Your goal :: Everything in the listing below must be set down again exactly, apart from the pictures.

Task data ::

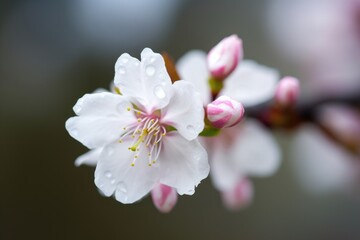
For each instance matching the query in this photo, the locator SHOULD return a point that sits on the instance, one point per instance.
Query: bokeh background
(53, 52)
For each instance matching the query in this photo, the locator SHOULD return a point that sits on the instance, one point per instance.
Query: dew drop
(108, 174)
(110, 151)
(122, 70)
(74, 132)
(122, 107)
(190, 192)
(121, 186)
(159, 92)
(77, 109)
(150, 71)
(191, 129)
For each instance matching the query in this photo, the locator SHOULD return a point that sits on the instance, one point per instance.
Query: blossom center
(147, 133)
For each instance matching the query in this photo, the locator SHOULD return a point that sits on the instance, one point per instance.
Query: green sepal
(215, 85)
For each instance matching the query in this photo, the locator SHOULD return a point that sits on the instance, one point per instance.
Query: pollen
(147, 133)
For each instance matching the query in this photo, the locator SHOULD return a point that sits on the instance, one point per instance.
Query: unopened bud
(224, 112)
(287, 91)
(224, 57)
(164, 197)
(240, 196)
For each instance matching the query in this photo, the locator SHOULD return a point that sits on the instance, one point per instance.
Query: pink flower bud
(240, 196)
(224, 57)
(224, 112)
(164, 197)
(287, 91)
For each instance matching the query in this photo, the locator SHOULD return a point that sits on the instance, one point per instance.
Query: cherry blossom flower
(144, 136)
(164, 197)
(246, 149)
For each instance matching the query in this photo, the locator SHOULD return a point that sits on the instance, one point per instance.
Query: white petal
(101, 118)
(115, 175)
(246, 150)
(183, 164)
(185, 110)
(147, 83)
(90, 158)
(192, 67)
(251, 83)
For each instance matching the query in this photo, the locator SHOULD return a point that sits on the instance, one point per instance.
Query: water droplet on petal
(77, 109)
(150, 71)
(159, 92)
(122, 187)
(74, 132)
(191, 191)
(191, 129)
(122, 70)
(122, 107)
(110, 151)
(108, 174)
(197, 156)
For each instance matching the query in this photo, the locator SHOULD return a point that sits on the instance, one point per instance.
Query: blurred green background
(53, 52)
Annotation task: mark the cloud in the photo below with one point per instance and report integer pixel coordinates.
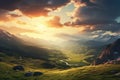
(54, 22)
(9, 4)
(33, 7)
(96, 11)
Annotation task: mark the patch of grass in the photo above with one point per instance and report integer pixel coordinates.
(101, 72)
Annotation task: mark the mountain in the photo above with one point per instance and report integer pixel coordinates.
(13, 46)
(110, 55)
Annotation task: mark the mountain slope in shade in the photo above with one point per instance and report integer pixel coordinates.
(13, 46)
(110, 55)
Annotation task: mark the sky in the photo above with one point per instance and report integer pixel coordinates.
(60, 21)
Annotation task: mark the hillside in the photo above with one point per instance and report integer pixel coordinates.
(101, 72)
(110, 54)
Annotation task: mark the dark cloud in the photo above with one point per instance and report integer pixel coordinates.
(9, 4)
(32, 7)
(104, 27)
(55, 22)
(97, 11)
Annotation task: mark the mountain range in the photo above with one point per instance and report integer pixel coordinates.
(110, 54)
(14, 46)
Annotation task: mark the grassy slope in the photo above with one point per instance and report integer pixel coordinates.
(100, 72)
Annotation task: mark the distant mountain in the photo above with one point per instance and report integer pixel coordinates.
(13, 46)
(110, 55)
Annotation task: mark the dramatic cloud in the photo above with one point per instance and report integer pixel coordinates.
(32, 7)
(55, 22)
(96, 11)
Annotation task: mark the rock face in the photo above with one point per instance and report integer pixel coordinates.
(110, 55)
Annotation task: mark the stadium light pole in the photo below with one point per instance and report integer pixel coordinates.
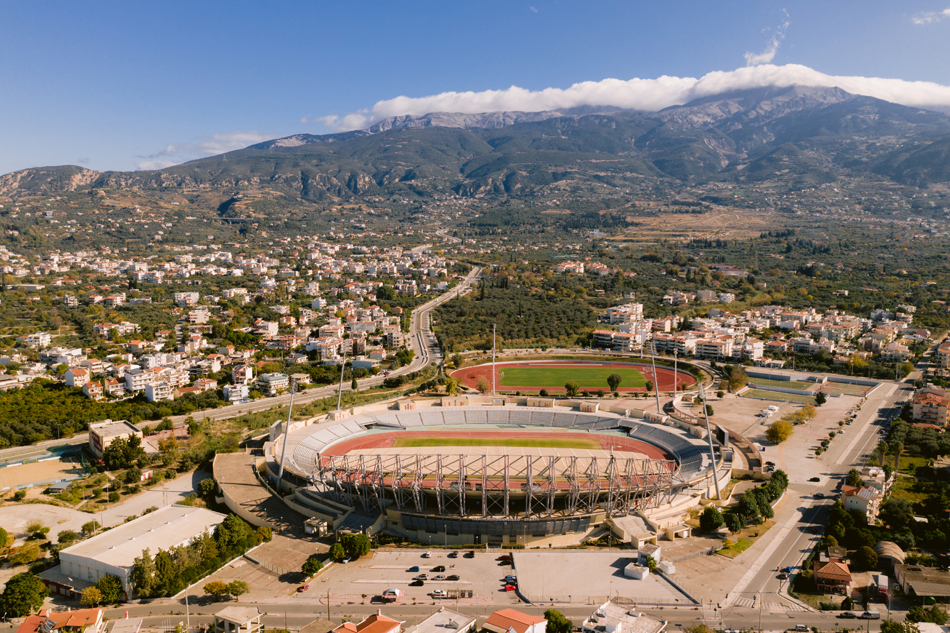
(283, 451)
(494, 327)
(712, 451)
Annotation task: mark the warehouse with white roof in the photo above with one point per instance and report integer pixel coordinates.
(114, 552)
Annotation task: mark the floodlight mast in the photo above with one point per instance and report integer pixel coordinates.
(283, 451)
(712, 451)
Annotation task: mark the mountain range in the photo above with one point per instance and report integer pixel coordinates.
(797, 135)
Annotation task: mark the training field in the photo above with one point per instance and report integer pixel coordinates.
(589, 376)
(586, 377)
(520, 442)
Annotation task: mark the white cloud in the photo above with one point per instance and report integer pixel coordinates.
(199, 148)
(930, 17)
(766, 56)
(644, 94)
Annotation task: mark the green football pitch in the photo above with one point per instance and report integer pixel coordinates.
(520, 442)
(593, 377)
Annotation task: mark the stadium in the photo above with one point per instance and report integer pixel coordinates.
(494, 470)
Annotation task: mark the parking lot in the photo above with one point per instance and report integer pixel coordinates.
(362, 581)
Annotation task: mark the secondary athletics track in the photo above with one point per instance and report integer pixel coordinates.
(468, 376)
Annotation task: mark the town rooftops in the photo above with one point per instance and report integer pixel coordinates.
(509, 619)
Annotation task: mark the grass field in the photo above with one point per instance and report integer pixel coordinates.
(557, 377)
(777, 395)
(788, 384)
(520, 442)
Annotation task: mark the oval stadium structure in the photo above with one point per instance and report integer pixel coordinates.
(491, 471)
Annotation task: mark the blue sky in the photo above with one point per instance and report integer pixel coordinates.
(126, 85)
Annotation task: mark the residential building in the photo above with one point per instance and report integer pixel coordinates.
(102, 434)
(377, 623)
(865, 499)
(272, 384)
(511, 621)
(76, 377)
(159, 391)
(833, 577)
(930, 406)
(78, 621)
(235, 619)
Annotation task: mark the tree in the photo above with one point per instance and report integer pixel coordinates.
(557, 622)
(111, 588)
(237, 588)
(65, 537)
(311, 566)
(264, 533)
(142, 577)
(91, 597)
(711, 519)
(890, 626)
(864, 559)
(337, 552)
(613, 381)
(854, 478)
(216, 589)
(206, 486)
(355, 545)
(897, 513)
(749, 506)
(780, 431)
(25, 554)
(23, 594)
(734, 523)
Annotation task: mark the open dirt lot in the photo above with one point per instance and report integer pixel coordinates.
(382, 570)
(589, 576)
(48, 471)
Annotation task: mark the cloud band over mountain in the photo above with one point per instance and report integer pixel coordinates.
(645, 94)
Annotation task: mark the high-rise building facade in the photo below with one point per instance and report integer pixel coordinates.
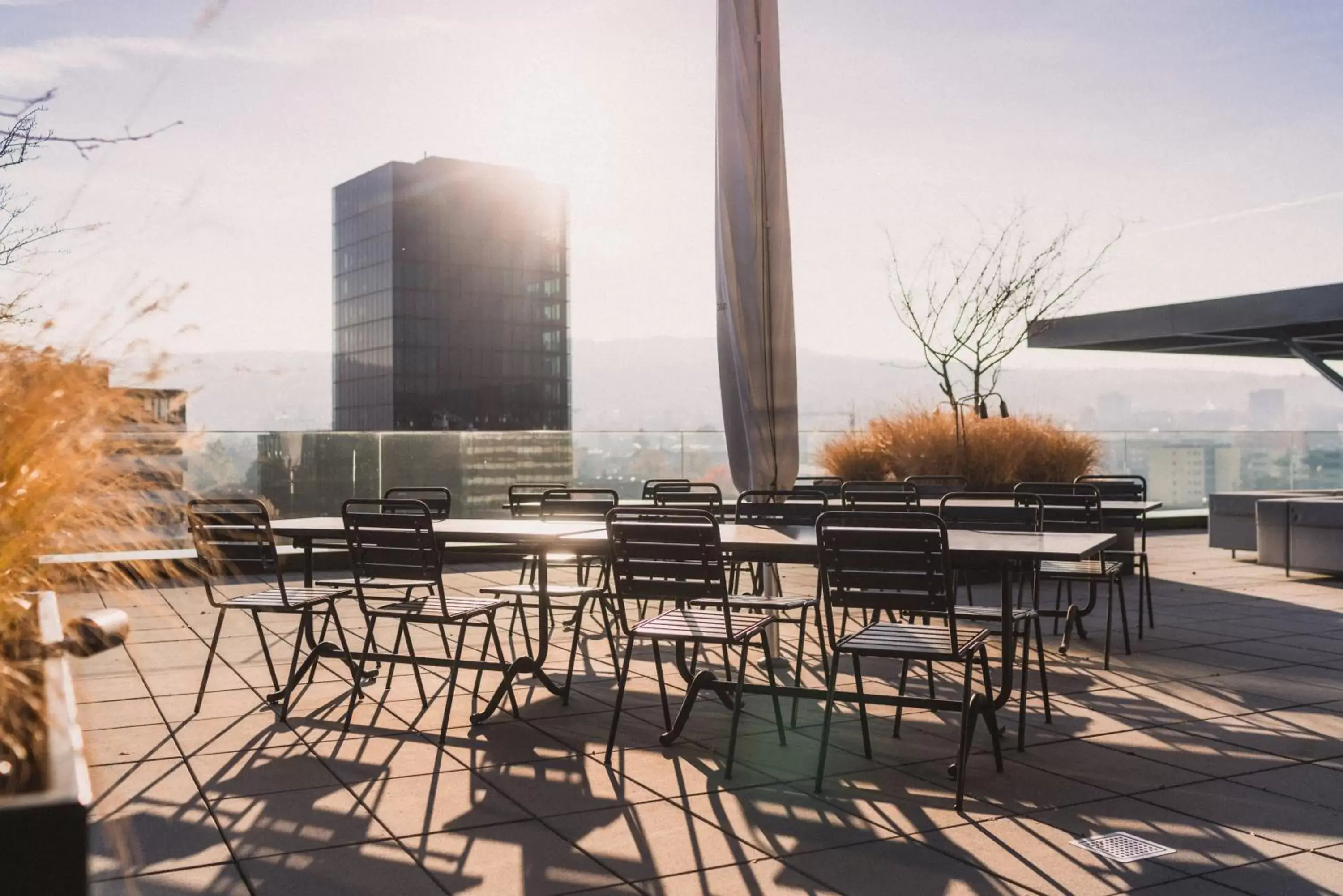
(450, 300)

Answer to the problem ::
For each instance matching the query in this photo, the locator SHOULD return a point that sits on the instance, one point per instance.
Query: bokeh background
(53, 52)
For each instance matching the query in this photo, the locator SHOULD return a point that sits on the instance, one point per instance.
Query: dew drop
(108, 174)
(110, 151)
(122, 70)
(74, 132)
(122, 107)
(190, 192)
(121, 186)
(159, 92)
(77, 109)
(150, 71)
(191, 129)
For each instance matching the query in this photo, the locator SHOULD return a point that sits on the instance, one point per instance.
Query: blossom center
(147, 133)
For each instance matching the query in this photo, the locator SHOULD return a point that sits on the instance, one point per instance.
Query: green sepal
(215, 85)
For each instance matching the query in this photo, the locator SHOULD return a point that sits on the instance, one point per instance.
Query: pollen
(147, 133)
For each instance matching the query in this photo, the locator SHOULD return a point that sits on the instance, one point per instance.
Query: unopened bud
(224, 112)
(287, 91)
(224, 57)
(164, 197)
(240, 196)
For each instance matching the query in this photo, the locator SHOULD return a point that sits on the instance, one point per instance.
Query: pink flower bud
(240, 196)
(224, 57)
(224, 112)
(164, 197)
(287, 91)
For each instance matching the query in this photo, the locator SHOULD return a point that sits on the instance, one point per instance.
Query: cherry blossom flower
(144, 136)
(164, 197)
(246, 149)
For each instance matching the query in this photo, the locator SHOULD return a point that sits on the instance, one point per instance.
Query: white petal
(101, 118)
(115, 175)
(246, 150)
(183, 164)
(185, 110)
(147, 83)
(90, 158)
(192, 67)
(251, 83)
For each instance matching the query in this photo, the locator SHOULD return a point that sits on the instance, one point per instance.
Query: water droplet on petal
(77, 109)
(150, 71)
(159, 92)
(122, 187)
(74, 132)
(191, 191)
(191, 129)
(122, 70)
(122, 107)
(110, 151)
(108, 174)
(197, 156)
For each instance matching the query in this photo, the locator SHOULD return a point that sits on the instance, one point per instance.
Query: blurred green background
(53, 52)
Annotation task: mark the cloud in the photo below with one point per instance and report integer pixel coordinates.
(54, 22)
(9, 4)
(33, 7)
(96, 11)
Annotation task: mark the patch of grass in the photo above with one point per instance and report integer pixel coordinates.
(101, 72)
Annotation task: mark the mountain in the photo above with one point per instance and report integer pixel coordinates.
(13, 46)
(110, 55)
Annotation task: mark the mountain slope in shade in the photo above with one point per instance and report integer pixel coordinates.
(13, 46)
(110, 55)
Annotation task: mark the sky in the photo above with one point per instance and report integer pixel coordinates.
(60, 21)
Annotation task: mark the hillside in the photo above with one point per instance and report integer pixel coordinates.
(101, 72)
(110, 54)
Annotation task: mark the dark cloud in the photo above with one point per instance and report integer pixel coordinates.
(9, 4)
(32, 7)
(104, 27)
(55, 22)
(97, 11)
Annotation task: mark the mountain range in the photo above with one point per instance and report integer pixel coordinates.
(110, 54)
(14, 46)
Annotation task: mark the grassy slope in the photo above with one point per instance and report integer pixel coordinates.
(100, 72)
Annotation task: mark the distant mountain in the photo above with one point per instance and report integer pixel coordinates.
(13, 46)
(110, 55)
Annotation task: mark the dramatic cloud in the photo above with one point per instance and report integer pixel coordinates.
(32, 7)
(55, 22)
(96, 11)
Annotation task: mark the rock face in the photo above with one point per instance and report integer pixel coordinates.
(110, 55)
Annotation task: mark the stadium light pole in the photo below with one point per instance and report integer pixel coordinates.
(283, 451)
(494, 327)
(712, 451)
Annotation task: mark the warehouse with white roof in the photo above with one point per instance and report integer pixel coordinates.
(114, 552)
Annotation task: mark the floodlight mast in the photo above with one point per instance and report integer pixel coordinates.
(283, 451)
(712, 451)
Annotation task: mark the mountain range in the photo above with one point per instance and report integer pixel coordinates.
(797, 135)
Annotation task: mark the training field in the photo above with one point per instance and report integer pixel coordinates.
(589, 376)
(586, 377)
(520, 442)
Annotation task: mark the white cloud in the photo above with one point per instance and report integer pixel coordinates.
(199, 148)
(930, 17)
(766, 56)
(644, 94)
Annotation task: mark the green football pitch in the photo above with one point per instance and report integer pixel coordinates.
(520, 442)
(593, 377)
Annotation task: mark the stadium in the photo above with one point per instance and report integer pixel coordinates.
(494, 470)
Annotation task: mark the parking lot in the photo above with one point per instance and report integer pixel coordinates.
(362, 581)
Annotation task: mark the secondary athletics track in the photo above with one point per instance and report integer pixel coordinates.
(468, 376)
Annotation task: mark the town rooftops in the photo above with one point per instance and report integer pixel coordinates.
(509, 619)
Annotation task: mark the grass field in the photo above with one point per instance and report integer pixel coordinates.
(557, 377)
(777, 395)
(788, 384)
(520, 442)
Annotation task: mark the oval stadium structure in the photo above with one point per instance and report integer pixel coordinates.
(491, 471)
Annotation task: mark the blue sky in the photo above with one point per instance and report integer pixel coordinates.
(126, 85)
Annotation task: mark the residential building in the photo above with one point per instance and report integer pixel coordinates.
(102, 434)
(377, 623)
(865, 499)
(272, 384)
(511, 621)
(76, 377)
(159, 391)
(833, 577)
(930, 406)
(78, 621)
(235, 619)
Annotation task: mark the tree in the photo above with one point per instance and report integer pixel coordinates.
(557, 622)
(111, 588)
(237, 588)
(65, 537)
(311, 566)
(264, 533)
(142, 577)
(91, 597)
(711, 519)
(890, 626)
(864, 559)
(337, 552)
(613, 381)
(854, 478)
(216, 589)
(206, 486)
(355, 545)
(897, 513)
(749, 506)
(780, 431)
(25, 554)
(23, 594)
(734, 523)
Annotation task: mark the open dirt lot in the photo above with one point per instance and report integer pixel coordinates.
(382, 570)
(589, 576)
(48, 471)
Annotation task: mark the cloud band over mountain in the photo above with one point per instance and report integer pixel coordinates.
(645, 94)
Annotation task: mark the high-rise building facade in the photo below with one point per instance and report integer pixel coordinates.
(450, 300)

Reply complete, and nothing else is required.